Repeat the data below exactly. Include each line.

■ Data
----
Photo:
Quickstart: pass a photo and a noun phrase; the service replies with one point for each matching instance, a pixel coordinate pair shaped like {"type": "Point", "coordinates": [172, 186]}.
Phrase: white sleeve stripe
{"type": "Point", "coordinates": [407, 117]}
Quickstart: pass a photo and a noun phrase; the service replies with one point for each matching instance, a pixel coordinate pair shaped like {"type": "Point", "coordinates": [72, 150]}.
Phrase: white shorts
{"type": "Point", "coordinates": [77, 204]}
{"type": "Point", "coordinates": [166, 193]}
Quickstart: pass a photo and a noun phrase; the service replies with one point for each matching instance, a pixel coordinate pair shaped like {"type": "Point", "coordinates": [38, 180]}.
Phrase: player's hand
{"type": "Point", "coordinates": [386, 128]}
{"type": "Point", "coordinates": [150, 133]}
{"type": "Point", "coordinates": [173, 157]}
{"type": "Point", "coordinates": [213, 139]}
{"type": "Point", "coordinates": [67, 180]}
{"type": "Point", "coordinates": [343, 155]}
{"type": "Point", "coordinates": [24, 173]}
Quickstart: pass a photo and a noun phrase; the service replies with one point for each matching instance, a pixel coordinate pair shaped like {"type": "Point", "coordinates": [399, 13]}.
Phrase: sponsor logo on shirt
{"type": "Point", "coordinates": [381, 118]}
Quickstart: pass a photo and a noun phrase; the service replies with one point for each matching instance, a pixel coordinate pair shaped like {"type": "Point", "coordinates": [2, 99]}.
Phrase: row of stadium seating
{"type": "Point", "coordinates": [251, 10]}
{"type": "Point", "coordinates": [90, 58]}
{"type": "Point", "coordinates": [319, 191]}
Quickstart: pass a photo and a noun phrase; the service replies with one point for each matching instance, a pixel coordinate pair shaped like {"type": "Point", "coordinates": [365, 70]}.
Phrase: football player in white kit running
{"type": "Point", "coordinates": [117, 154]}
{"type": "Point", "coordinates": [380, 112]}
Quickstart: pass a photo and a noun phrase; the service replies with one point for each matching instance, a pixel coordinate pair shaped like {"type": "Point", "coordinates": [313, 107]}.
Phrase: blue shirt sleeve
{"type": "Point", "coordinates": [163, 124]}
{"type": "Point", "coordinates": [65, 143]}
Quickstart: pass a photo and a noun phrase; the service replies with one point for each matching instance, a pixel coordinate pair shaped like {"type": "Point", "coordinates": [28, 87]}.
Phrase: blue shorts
----
■ Output of the exercise
Photo:
Quickstart: pass a photo and a noun phrase; the service replies with one point for each matching instance, a pixel coordinate pair shaped like {"type": "Point", "coordinates": [172, 186]}.
Phrase: white sleeve stripe
{"type": "Point", "coordinates": [407, 117]}
Quickstart: pass a photo and a noun phrase; the service replies with one point for each matching instance, a pixel coordinate pair shaped like {"type": "Point", "coordinates": [72, 150]}.
Phrase: white shorts
{"type": "Point", "coordinates": [77, 204]}
{"type": "Point", "coordinates": [166, 193]}
Quickstart: pass a photo and a noun phrase; the service replies with one point for each matching instance, a pixel coordinate pair shaped like {"type": "Point", "coordinates": [38, 180]}.
Phrase: player's hand
{"type": "Point", "coordinates": [386, 128]}
{"type": "Point", "coordinates": [150, 133]}
{"type": "Point", "coordinates": [173, 157]}
{"type": "Point", "coordinates": [213, 139]}
{"type": "Point", "coordinates": [67, 180]}
{"type": "Point", "coordinates": [343, 155]}
{"type": "Point", "coordinates": [24, 173]}
Quickstart: pass a photo and a noun phrase; the service replies with one point for each matching instance, a pixel coordinate pair shaped like {"type": "Point", "coordinates": [399, 13]}.
Phrase: sponsor logo on shirt
{"type": "Point", "coordinates": [381, 118]}
Quickstart: pass a photo and a noun phrase; the service replies with one point for each matching instance, a pixel coordinate pair shaped like {"type": "Point", "coordinates": [2, 99]}.
Phrase: row of stadium seating
{"type": "Point", "coordinates": [251, 10]}
{"type": "Point", "coordinates": [90, 58]}
{"type": "Point", "coordinates": [319, 191]}
Quickstart: pass a photo and a noun phrase; the service replies with one point for each matching instance, a pixel coordinate pair shaped like {"type": "Point", "coordinates": [365, 70]}.
Phrase: football player in white kit running
{"type": "Point", "coordinates": [117, 154]}
{"type": "Point", "coordinates": [380, 112]}
Quickstart: pass a photo and a noun phrase; the service replies with one point for each matching instance, a pixel coordinate pair shaped like {"type": "Point", "coordinates": [313, 107]}.
Phrase: blue shirt sleeve
{"type": "Point", "coordinates": [163, 124]}
{"type": "Point", "coordinates": [65, 143]}
Quickstart: pass a photo and a noun phrase; the service replies with one point for each matching instance, a pixel coordinate pair shaped like {"type": "Point", "coordinates": [28, 87]}.
Phrase: blue shorts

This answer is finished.